Quoted passage:
══════

Drive Like Jehu is the debut album by the American post-hardcore band Drive Like Jehu, released in 1991 by Cargo Music and Headhunter Records.

Though not as highly regarded as their second and final album Yank Crime, the album did gain the notice of the emerging noise rock and math rock movements, which would later lead many fans to regard Drive Like Jehu as a link between these genres. The album also helped to attract the attention of major record labels, leading both Drive Like Jehu and guitarist John Reis' other band Rocket From the Crypt to sign a lucrative deal with Interscope Records.

Reception
Ned Raggett of Allmusic gave Drive Like Jehu 4½ stars out of 5, remarking that "The Rick Froberg/John Reis guitar team sound like they've been dipped in battery acid, wired to a power station, and let absolutely loose, screaming, nervous riffs piled on top of each other and taking off for Mars. Froberg's own wild scream singing suits it perfectly, sounding like something's about to give and leave nothing in its wake ... Everything is done in the service of intensity and emotion, winding everything up to explode and then explode again".

══════

Problems to work on:
a - According to the text about the Drive Like Jehu album, which record label did Drive Like Jehu and Rocket From the Crypt sign with?
b - Write the next part of the text about the Drive Like Jehu album, picking up after its last sentence.
You won't need the lines that come after this text.

Dataset entries:
══════

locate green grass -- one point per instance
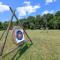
(46, 46)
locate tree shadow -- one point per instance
(20, 52)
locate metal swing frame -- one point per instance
(20, 24)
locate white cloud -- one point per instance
(27, 9)
(50, 1)
(46, 12)
(3, 7)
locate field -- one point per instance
(46, 46)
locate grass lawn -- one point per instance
(46, 46)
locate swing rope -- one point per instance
(20, 24)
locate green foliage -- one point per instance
(50, 21)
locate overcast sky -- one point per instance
(26, 8)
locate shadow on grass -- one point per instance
(20, 52)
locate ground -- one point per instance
(46, 46)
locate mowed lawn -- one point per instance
(46, 46)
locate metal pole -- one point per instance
(20, 24)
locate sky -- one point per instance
(25, 8)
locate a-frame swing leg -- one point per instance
(21, 25)
(5, 38)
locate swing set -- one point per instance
(19, 27)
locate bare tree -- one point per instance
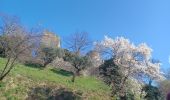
(15, 41)
(78, 42)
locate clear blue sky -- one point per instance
(139, 20)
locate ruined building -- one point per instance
(50, 39)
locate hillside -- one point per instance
(26, 82)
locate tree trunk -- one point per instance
(73, 78)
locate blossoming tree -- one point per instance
(134, 60)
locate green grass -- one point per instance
(22, 78)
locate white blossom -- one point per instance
(133, 59)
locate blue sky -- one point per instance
(139, 20)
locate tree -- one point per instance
(152, 92)
(111, 75)
(164, 87)
(78, 62)
(15, 41)
(134, 61)
(49, 54)
(78, 42)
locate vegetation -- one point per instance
(124, 68)
(22, 79)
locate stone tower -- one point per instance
(50, 39)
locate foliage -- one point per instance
(164, 87)
(15, 43)
(78, 42)
(112, 75)
(78, 62)
(49, 54)
(152, 92)
(23, 78)
(134, 61)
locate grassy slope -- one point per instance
(22, 78)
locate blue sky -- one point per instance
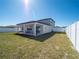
(64, 12)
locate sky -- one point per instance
(63, 12)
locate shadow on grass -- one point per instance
(40, 38)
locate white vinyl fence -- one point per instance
(73, 34)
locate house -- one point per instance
(36, 28)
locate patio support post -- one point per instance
(34, 29)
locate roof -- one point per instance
(38, 21)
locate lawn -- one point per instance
(49, 46)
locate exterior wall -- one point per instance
(7, 29)
(44, 28)
(73, 34)
(47, 29)
(59, 29)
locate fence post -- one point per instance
(75, 34)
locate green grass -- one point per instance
(49, 46)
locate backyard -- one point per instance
(49, 46)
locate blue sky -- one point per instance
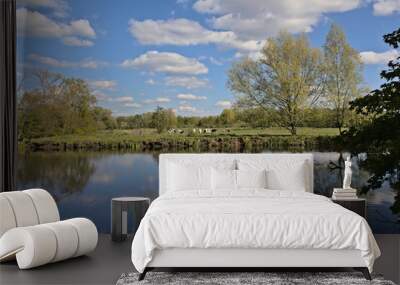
(136, 55)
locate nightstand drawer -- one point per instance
(358, 206)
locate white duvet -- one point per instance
(250, 219)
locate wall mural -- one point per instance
(103, 89)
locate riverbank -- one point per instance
(231, 140)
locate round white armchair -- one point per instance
(31, 230)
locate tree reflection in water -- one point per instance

══════

Outputs by task:
a - Interscope Records.

b -
Track listing
All tracks by Drive Like Jehu

"Caress" – 3:55
"Spikes to You" – 2:18
"Step on Chameleon" – 5:12
"O Pencil Sharp" – 9:42
"Atom Jack" – 2:23
"If it Kills You" – 7:12
"Good Luck in Jail" – 4:05
"Turn it Off" – 6:12
"Future Home of Stucco Monstrosity" – 3:58

Personnel
Rick Froberg – lead vocals, rhythm guitar, album art
John Reis – lead guitar, backing vocals, lead vocals on "Step on Chameleon"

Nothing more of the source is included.